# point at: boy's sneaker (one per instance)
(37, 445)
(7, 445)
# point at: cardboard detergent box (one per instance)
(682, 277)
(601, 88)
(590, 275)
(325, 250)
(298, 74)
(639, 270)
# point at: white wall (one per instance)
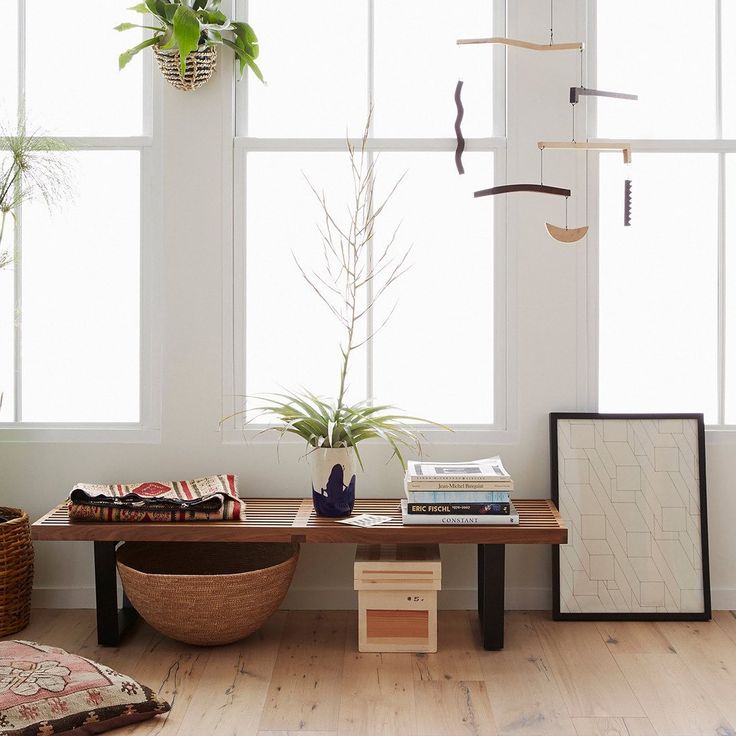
(548, 313)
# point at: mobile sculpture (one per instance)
(564, 234)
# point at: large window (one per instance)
(439, 354)
(667, 283)
(71, 343)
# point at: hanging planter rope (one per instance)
(201, 65)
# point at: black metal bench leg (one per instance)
(491, 583)
(111, 622)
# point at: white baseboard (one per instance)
(339, 599)
(311, 599)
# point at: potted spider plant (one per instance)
(349, 283)
(186, 37)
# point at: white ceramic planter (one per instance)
(333, 480)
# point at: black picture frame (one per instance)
(705, 614)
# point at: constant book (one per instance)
(487, 469)
(458, 508)
(457, 496)
(459, 519)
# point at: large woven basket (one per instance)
(206, 593)
(16, 571)
(201, 66)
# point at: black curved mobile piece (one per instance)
(458, 131)
(509, 188)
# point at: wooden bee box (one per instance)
(397, 597)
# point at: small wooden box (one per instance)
(397, 597)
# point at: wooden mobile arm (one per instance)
(575, 46)
(573, 145)
(577, 92)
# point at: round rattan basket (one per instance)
(206, 593)
(16, 571)
(201, 66)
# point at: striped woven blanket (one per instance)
(214, 498)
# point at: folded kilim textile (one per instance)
(214, 498)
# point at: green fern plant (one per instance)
(189, 25)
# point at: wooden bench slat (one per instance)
(294, 519)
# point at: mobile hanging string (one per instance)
(551, 23)
(541, 165)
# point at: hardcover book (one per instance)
(487, 469)
(458, 508)
(459, 519)
(479, 497)
(466, 486)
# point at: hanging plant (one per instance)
(186, 38)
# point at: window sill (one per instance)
(79, 433)
(478, 435)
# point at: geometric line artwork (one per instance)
(631, 490)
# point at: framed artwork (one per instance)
(631, 489)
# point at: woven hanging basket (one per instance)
(206, 593)
(201, 66)
(16, 571)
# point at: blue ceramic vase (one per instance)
(333, 480)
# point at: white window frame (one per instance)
(147, 429)
(589, 331)
(504, 427)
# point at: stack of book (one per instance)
(476, 492)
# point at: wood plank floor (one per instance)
(302, 674)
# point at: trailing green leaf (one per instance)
(186, 34)
(126, 56)
(189, 25)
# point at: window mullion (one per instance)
(721, 219)
(371, 158)
(18, 229)
(721, 353)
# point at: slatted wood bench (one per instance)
(294, 520)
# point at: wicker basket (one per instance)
(16, 571)
(201, 66)
(206, 593)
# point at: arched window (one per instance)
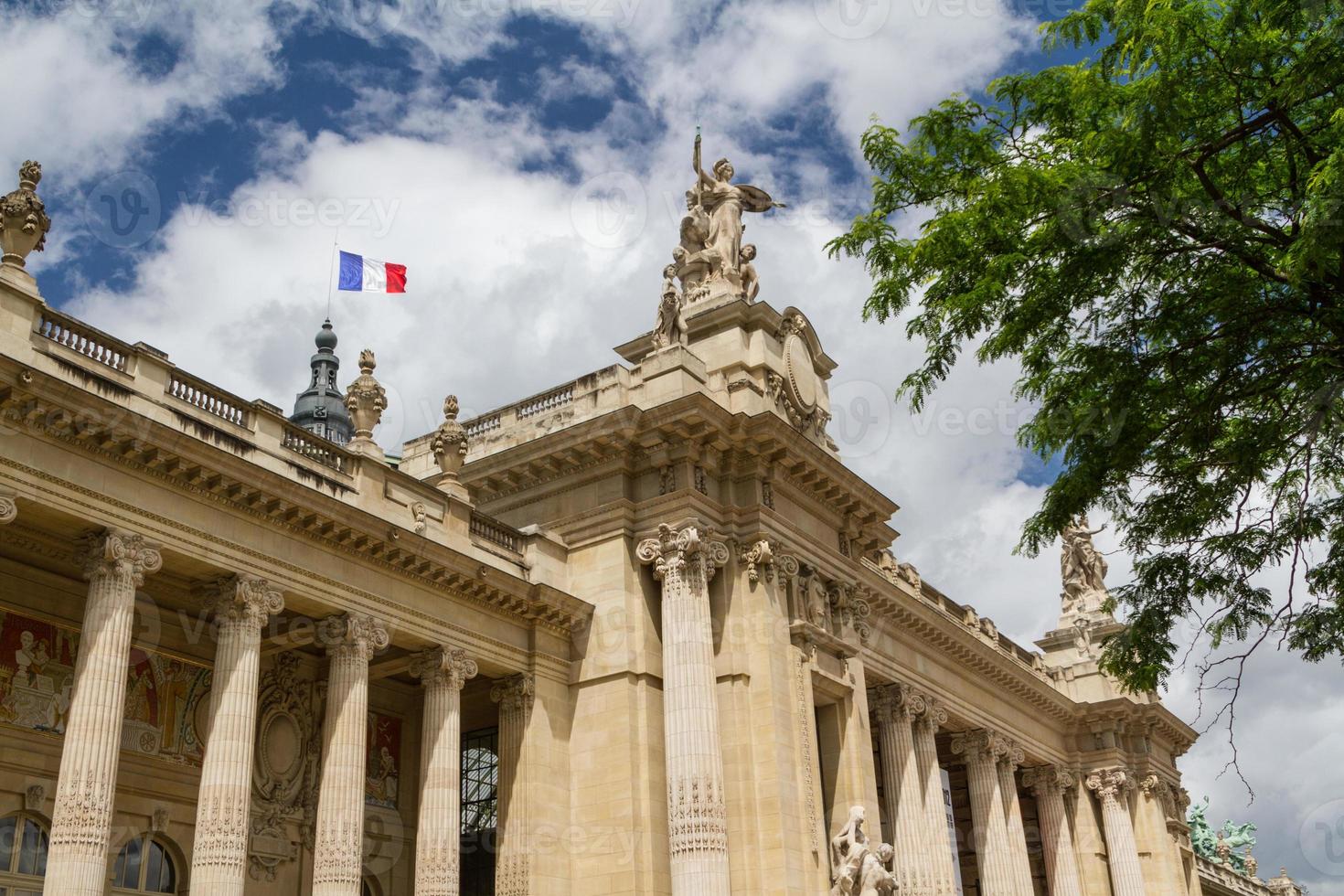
(23, 855)
(144, 865)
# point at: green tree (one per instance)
(1153, 234)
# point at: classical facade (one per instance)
(641, 633)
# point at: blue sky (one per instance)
(526, 160)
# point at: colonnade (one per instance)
(114, 564)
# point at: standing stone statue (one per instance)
(725, 203)
(1081, 567)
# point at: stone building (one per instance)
(641, 633)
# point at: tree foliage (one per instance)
(1155, 235)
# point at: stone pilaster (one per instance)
(514, 861)
(443, 670)
(983, 750)
(938, 844)
(240, 606)
(114, 564)
(1049, 784)
(698, 827)
(351, 640)
(1008, 764)
(1112, 787)
(903, 804)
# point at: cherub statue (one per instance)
(669, 326)
(877, 879)
(848, 850)
(746, 271)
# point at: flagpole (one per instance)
(331, 278)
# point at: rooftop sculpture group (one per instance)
(709, 260)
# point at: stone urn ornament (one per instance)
(366, 400)
(451, 443)
(23, 218)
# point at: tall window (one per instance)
(480, 810)
(23, 855)
(144, 865)
(480, 779)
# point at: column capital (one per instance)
(443, 666)
(240, 598)
(933, 713)
(1110, 784)
(1014, 755)
(352, 632)
(988, 744)
(898, 701)
(515, 692)
(1043, 779)
(671, 549)
(117, 552)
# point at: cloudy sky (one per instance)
(526, 160)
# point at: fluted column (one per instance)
(1012, 818)
(351, 640)
(114, 564)
(698, 827)
(1112, 787)
(938, 844)
(903, 805)
(514, 863)
(983, 750)
(219, 855)
(437, 838)
(1049, 784)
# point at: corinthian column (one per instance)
(1012, 818)
(443, 672)
(1049, 784)
(892, 707)
(219, 855)
(938, 844)
(1112, 786)
(514, 865)
(339, 848)
(698, 825)
(983, 750)
(116, 564)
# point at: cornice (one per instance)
(211, 475)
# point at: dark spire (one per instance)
(322, 407)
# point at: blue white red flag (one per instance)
(369, 275)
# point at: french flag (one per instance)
(369, 275)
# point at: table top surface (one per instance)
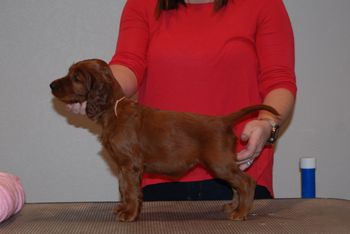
(267, 216)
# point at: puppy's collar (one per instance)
(116, 105)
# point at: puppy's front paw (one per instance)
(126, 216)
(119, 208)
(237, 216)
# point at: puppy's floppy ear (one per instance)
(97, 100)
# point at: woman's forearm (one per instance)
(126, 78)
(283, 101)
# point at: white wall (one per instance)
(57, 155)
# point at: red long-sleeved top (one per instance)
(195, 60)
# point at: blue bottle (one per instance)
(308, 177)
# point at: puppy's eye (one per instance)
(75, 77)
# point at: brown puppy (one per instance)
(141, 139)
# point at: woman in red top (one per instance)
(210, 57)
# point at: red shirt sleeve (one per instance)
(133, 38)
(275, 48)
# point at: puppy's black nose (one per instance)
(53, 86)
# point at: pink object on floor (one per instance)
(11, 195)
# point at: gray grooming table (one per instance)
(267, 216)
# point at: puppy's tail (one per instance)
(233, 118)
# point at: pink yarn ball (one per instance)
(11, 195)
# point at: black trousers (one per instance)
(194, 191)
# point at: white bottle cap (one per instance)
(307, 163)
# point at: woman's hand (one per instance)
(256, 134)
(77, 108)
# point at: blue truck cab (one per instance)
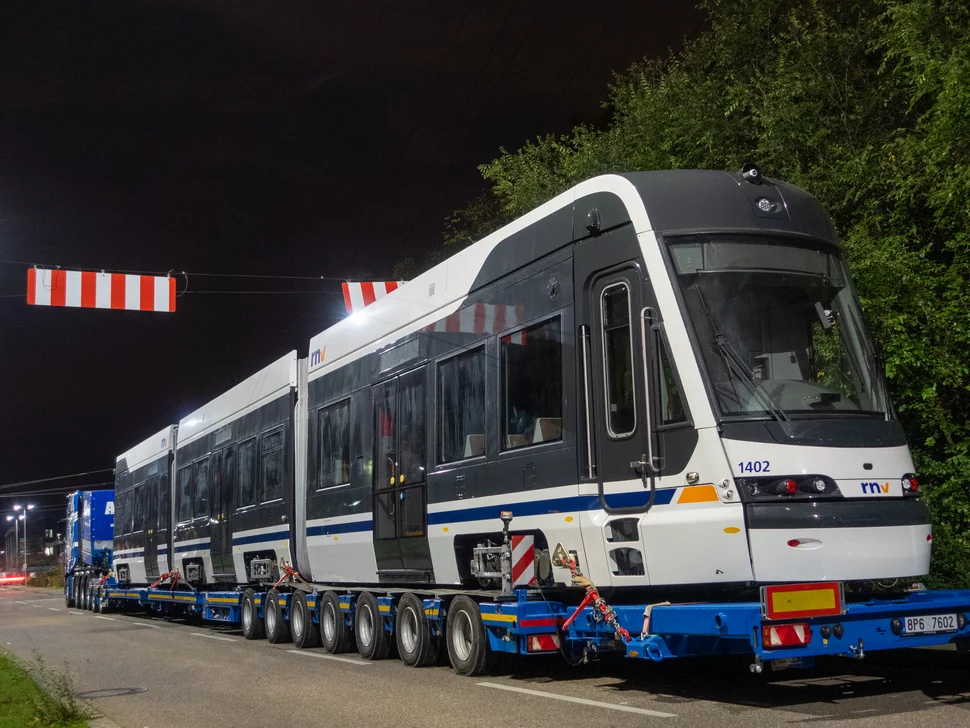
(90, 536)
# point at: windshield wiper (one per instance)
(735, 364)
(737, 367)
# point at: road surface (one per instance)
(152, 673)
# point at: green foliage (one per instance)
(866, 105)
(24, 703)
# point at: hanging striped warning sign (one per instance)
(90, 289)
(364, 293)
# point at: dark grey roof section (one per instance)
(677, 201)
(686, 201)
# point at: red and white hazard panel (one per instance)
(89, 289)
(523, 561)
(358, 295)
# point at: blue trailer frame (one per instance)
(676, 630)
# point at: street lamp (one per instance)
(16, 536)
(24, 517)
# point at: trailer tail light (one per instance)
(802, 601)
(785, 635)
(543, 643)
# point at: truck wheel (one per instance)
(373, 641)
(335, 635)
(305, 632)
(253, 628)
(468, 647)
(277, 628)
(415, 644)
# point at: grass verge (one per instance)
(23, 703)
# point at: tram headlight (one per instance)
(787, 487)
(910, 484)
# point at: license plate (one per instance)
(931, 624)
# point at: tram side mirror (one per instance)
(825, 315)
(560, 557)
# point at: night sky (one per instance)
(284, 139)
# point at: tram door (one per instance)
(400, 478)
(616, 297)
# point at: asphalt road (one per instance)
(161, 674)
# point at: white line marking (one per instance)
(581, 701)
(212, 637)
(322, 656)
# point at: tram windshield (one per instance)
(778, 326)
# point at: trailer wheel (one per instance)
(277, 628)
(468, 647)
(373, 642)
(415, 644)
(253, 628)
(305, 632)
(335, 635)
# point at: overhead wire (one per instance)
(5, 486)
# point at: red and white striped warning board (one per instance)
(523, 561)
(480, 318)
(90, 289)
(358, 295)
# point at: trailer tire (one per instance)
(335, 635)
(277, 628)
(373, 641)
(416, 646)
(468, 647)
(252, 626)
(305, 631)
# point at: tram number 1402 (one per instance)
(931, 624)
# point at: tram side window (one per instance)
(138, 511)
(672, 410)
(202, 484)
(246, 475)
(461, 406)
(531, 389)
(333, 447)
(621, 414)
(273, 466)
(184, 495)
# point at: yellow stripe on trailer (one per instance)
(789, 601)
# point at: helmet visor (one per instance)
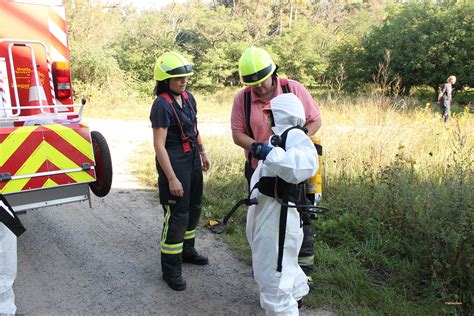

####################

• WHAT IS BEING ASKED: Copy the material from the line containing "# point at: wooden mobile" down through the line containing "(1153, 234)", both included, keeping the labeling lines as they are but multiplying each coordinate in the answers by 0.25 and rounding to whole numbers, with halves rounded up. Leave the pictures out.

• WRITTEN RESPONSE:
# point at: wooden mobile arm (one per instance)
(144, 12)
(143, 36)
(144, 23)
# point at: round rattan basket (one per instance)
(52, 148)
(4, 143)
(50, 17)
# point at: striped woven blanket (one per instance)
(54, 125)
# point at: folded kilim textile (one per instance)
(54, 125)
# point at: green fern plant (one per instance)
(47, 6)
# point at: wooden bench slat (one per instance)
(74, 130)
# point at: mobile hanging string (one per instance)
(138, 6)
(135, 41)
# point at: hardcover book (one per instance)
(122, 117)
(115, 127)
(115, 130)
(120, 124)
(117, 122)
# point at: hanging plant (one per instance)
(47, 10)
# point at: window sill (one per instance)
(20, 108)
(120, 109)
# point at: geometric line artwork (one per instance)
(158, 123)
# point at: framed artwork (one per instance)
(158, 122)
# point at: woven hanging basket (one per instance)
(52, 148)
(50, 17)
(4, 143)
# point at: blue ceramic vase (one per instance)
(83, 120)
# point at: white window frame (one per instance)
(37, 107)
(147, 83)
(126, 107)
# point at: stack of book (one per instance)
(119, 123)
# point at: wood plank floor (one per instance)
(76, 169)
# point at: trailing green leaf (one per instance)
(47, 9)
(32, 14)
(47, 6)
# point at: window mullion (one per instance)
(180, 55)
(93, 40)
(5, 57)
(180, 88)
# point at: slatted wood bench (one per instance)
(74, 130)
# point at: wicker basket (one per instance)
(4, 143)
(50, 17)
(52, 148)
# point at: arched window (one per instance)
(6, 214)
(36, 216)
# point at: green tree (one per instance)
(288, 59)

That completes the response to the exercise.